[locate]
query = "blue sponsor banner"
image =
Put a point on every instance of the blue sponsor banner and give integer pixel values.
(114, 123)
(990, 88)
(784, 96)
----------
▸ **What to produce**:
Recopy the whole listing exactly.

▸ **Answer to this task**:
[locate]
query = "blue sponsor banner"
image =
Put a point on every instance of the blue sponsor banner and give integer pixel values.
(114, 123)
(990, 88)
(784, 96)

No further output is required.